_Work to do_
Produce an exact copy of the lines from the line containing "Where can you find the sightseeing" through the last line of the listing below, both ends included, and nothing else.

┌──

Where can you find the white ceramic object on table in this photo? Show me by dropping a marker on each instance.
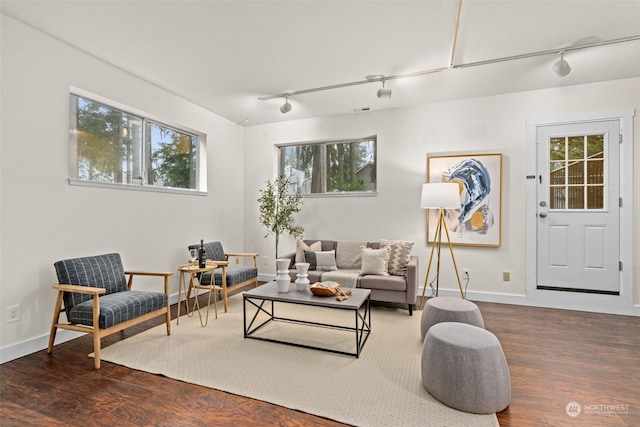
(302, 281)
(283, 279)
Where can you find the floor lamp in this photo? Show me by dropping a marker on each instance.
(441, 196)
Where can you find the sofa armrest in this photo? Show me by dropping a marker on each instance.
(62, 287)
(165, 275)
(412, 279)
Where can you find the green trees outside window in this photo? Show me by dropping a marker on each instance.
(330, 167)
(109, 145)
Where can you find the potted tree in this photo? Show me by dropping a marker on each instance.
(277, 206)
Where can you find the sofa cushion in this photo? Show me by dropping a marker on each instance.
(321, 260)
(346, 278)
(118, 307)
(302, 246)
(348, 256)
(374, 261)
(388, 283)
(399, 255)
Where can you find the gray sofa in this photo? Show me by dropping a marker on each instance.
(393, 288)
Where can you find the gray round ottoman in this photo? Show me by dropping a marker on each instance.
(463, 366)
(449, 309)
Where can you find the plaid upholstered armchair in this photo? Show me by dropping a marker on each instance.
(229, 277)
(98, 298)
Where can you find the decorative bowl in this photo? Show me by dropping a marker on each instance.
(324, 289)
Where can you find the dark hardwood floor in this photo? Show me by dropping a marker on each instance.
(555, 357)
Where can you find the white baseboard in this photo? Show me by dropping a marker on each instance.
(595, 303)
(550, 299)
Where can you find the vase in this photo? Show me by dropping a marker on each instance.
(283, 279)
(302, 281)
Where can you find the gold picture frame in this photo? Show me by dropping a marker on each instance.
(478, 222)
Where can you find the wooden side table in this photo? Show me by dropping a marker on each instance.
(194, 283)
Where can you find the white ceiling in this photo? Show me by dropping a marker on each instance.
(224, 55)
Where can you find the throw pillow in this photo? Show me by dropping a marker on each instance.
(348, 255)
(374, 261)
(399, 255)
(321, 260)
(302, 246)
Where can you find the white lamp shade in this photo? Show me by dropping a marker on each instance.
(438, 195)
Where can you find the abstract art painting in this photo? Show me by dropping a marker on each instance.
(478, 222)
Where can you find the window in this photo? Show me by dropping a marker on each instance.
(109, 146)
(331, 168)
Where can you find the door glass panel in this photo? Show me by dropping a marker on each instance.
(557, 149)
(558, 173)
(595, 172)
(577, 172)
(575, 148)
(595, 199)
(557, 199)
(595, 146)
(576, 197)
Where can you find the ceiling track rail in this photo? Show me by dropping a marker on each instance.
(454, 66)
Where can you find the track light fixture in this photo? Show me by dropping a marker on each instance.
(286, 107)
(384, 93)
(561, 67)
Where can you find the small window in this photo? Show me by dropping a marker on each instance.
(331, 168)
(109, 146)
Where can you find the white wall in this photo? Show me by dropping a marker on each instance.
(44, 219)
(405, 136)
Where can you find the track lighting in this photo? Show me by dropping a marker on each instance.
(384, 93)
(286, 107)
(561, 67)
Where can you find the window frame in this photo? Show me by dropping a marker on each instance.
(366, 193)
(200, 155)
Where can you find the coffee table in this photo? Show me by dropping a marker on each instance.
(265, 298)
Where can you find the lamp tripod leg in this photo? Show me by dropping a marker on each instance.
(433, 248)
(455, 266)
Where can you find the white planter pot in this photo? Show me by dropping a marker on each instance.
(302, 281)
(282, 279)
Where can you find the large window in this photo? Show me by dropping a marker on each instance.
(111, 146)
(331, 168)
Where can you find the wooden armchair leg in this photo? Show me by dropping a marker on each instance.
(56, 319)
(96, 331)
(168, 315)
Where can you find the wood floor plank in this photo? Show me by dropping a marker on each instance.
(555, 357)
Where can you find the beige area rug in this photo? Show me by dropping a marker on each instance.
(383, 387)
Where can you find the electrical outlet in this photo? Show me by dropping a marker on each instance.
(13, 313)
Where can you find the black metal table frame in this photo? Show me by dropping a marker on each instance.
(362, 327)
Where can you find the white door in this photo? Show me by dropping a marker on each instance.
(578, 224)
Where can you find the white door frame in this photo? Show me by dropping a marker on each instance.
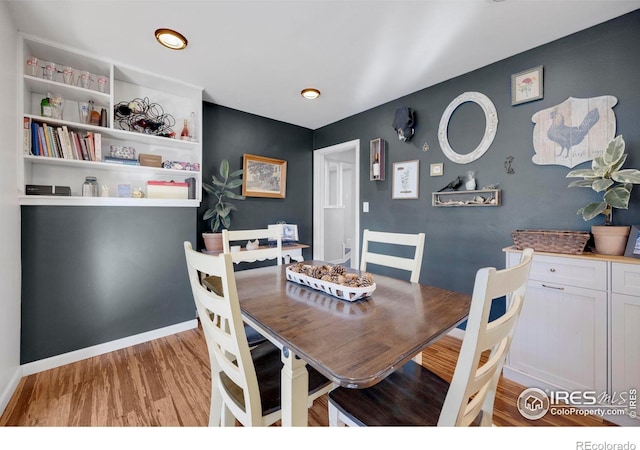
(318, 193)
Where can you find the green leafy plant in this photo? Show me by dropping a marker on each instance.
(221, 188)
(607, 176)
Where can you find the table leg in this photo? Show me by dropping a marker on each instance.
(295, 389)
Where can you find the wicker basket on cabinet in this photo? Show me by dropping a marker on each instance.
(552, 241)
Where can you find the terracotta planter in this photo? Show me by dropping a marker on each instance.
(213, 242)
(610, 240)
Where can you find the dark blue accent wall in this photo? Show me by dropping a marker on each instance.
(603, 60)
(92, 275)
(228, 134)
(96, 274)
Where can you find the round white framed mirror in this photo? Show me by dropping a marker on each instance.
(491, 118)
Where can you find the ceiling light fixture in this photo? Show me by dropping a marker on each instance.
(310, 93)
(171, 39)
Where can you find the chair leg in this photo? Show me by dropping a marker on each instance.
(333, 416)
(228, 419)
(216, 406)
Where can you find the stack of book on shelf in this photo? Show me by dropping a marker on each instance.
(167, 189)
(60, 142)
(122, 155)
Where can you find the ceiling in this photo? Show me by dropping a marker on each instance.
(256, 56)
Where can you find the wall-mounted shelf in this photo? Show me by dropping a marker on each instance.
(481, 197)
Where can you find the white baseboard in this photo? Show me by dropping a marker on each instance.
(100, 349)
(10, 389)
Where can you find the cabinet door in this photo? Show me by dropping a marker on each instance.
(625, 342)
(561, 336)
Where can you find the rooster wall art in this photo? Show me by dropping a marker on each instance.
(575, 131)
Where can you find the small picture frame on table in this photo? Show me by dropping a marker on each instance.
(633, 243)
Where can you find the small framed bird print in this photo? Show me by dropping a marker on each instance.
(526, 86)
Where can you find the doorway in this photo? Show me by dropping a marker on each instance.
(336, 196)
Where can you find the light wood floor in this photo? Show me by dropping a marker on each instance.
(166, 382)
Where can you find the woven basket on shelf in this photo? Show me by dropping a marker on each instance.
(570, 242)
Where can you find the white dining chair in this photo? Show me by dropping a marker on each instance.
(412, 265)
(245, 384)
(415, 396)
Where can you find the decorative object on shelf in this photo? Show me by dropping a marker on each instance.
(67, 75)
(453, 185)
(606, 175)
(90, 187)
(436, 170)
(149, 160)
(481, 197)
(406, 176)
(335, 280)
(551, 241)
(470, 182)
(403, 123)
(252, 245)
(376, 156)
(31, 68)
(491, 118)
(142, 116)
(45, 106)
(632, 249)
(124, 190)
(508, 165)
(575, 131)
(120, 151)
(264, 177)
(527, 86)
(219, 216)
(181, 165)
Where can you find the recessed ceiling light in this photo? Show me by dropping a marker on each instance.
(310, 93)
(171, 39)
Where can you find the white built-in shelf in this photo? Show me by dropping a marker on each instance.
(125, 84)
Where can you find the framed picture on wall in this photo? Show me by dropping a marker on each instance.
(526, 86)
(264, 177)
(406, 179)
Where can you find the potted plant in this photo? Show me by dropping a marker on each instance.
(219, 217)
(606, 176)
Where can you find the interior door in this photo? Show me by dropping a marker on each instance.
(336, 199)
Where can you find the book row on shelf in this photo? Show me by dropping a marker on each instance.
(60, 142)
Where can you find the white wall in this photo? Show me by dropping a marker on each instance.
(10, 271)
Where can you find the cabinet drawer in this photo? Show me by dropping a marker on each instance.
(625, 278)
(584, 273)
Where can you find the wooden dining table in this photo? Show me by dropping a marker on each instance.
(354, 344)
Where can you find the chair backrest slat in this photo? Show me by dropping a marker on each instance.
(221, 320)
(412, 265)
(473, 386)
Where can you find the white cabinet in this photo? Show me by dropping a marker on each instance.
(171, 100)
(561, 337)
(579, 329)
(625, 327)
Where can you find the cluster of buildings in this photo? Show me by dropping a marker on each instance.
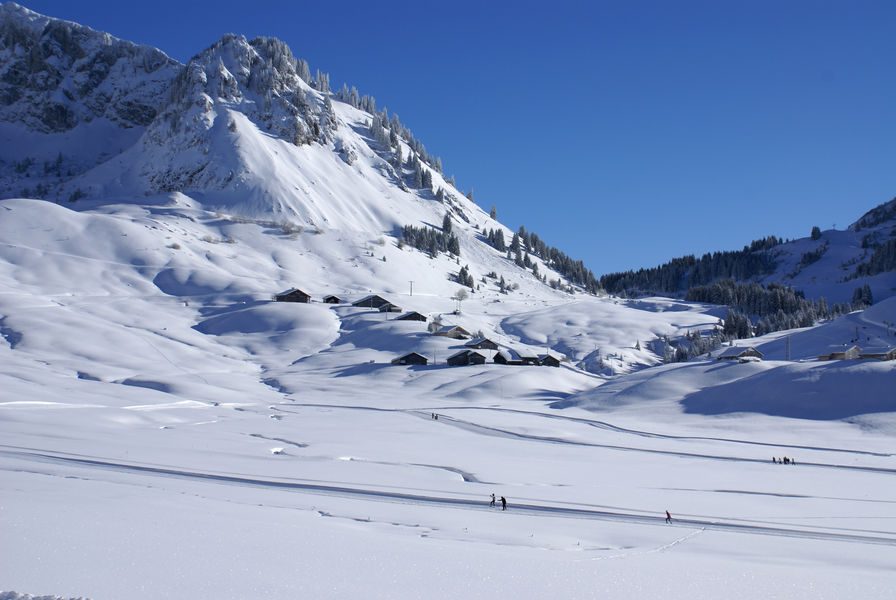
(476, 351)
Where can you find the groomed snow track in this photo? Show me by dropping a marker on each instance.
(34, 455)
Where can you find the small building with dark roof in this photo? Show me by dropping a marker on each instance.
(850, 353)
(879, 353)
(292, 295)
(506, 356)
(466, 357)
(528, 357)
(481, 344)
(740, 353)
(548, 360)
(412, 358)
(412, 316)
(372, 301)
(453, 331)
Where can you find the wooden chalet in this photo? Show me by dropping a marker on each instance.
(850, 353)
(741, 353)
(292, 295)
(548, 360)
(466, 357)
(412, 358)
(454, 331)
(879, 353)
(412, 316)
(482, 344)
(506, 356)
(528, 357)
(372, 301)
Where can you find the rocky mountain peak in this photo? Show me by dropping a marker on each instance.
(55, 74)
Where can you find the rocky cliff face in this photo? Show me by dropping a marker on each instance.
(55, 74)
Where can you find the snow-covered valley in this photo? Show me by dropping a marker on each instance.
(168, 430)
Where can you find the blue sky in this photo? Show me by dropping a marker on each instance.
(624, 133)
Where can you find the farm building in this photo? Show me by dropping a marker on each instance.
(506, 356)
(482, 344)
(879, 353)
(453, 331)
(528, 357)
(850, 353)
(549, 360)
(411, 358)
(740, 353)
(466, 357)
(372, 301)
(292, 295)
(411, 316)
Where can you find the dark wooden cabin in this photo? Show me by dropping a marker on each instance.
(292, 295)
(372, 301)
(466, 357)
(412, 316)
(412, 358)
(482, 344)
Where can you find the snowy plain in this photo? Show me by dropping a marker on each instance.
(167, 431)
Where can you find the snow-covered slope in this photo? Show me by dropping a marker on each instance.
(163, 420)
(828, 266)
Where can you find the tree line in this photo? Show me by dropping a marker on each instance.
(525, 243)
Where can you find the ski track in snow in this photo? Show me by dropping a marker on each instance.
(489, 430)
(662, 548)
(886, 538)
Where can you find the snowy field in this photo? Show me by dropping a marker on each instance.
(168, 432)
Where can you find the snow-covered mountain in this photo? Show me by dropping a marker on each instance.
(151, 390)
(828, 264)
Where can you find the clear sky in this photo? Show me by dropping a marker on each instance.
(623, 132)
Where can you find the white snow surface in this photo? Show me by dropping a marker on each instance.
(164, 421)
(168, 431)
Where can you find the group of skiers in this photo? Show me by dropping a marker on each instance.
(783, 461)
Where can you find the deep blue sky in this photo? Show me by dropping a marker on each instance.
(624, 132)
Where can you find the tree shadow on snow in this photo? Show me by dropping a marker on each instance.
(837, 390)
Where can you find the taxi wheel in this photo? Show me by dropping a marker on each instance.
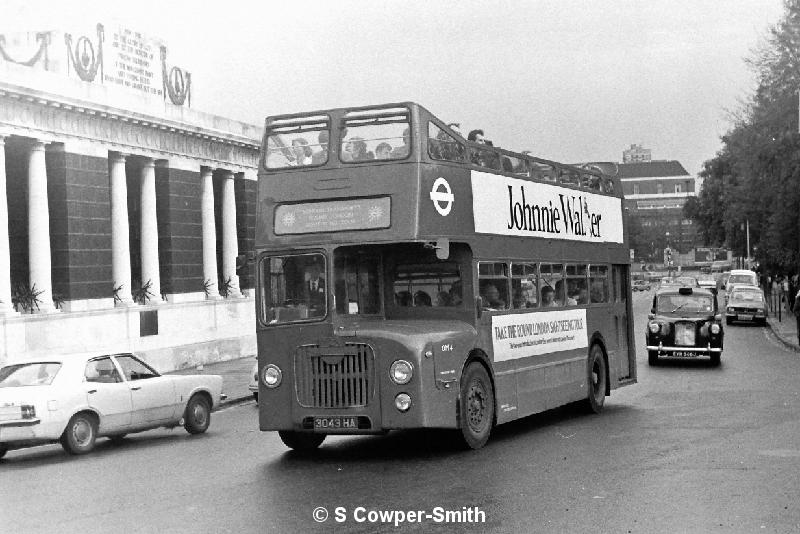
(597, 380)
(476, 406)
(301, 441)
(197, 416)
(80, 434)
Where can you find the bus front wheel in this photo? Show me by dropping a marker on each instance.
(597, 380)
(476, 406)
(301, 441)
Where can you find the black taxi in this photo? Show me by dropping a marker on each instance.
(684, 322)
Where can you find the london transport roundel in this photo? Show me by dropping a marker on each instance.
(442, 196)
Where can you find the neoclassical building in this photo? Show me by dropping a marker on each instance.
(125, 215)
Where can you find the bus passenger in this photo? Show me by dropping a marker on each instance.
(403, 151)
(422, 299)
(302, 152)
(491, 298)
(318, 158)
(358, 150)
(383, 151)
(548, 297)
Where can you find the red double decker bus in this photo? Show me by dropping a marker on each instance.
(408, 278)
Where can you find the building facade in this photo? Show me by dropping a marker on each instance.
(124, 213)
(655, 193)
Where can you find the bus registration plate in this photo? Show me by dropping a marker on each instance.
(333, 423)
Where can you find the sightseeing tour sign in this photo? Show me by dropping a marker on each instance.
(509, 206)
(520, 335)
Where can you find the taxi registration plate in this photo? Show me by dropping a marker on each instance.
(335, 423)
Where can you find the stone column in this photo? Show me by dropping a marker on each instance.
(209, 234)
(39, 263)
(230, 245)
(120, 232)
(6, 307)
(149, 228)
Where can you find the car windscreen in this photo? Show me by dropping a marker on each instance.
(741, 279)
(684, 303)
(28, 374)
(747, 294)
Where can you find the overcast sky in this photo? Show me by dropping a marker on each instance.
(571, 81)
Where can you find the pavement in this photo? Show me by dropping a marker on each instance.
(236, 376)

└──

_Problem solution_
Where can you find the sightseeing tour sign in this photo? Show me by dropping a marker on each instance.
(509, 206)
(520, 335)
Where can you find the taxi registration plate in this photo? Show me by dropping a marker on each instance.
(335, 423)
Where can you find the stone column in this photo? Show me by dropping a marker on each instance.
(209, 234)
(39, 263)
(230, 245)
(120, 232)
(6, 307)
(149, 228)
Where can you find the car windscreen in this photo? Show me by dropping a marker on each instance.
(741, 279)
(684, 303)
(28, 374)
(747, 294)
Where can you find the overcast sky in this photo? Show me by dropping a marker on each instance.
(571, 81)
Where can you find the pavement in this photo? Show me by dropping a marker on each instance.
(236, 376)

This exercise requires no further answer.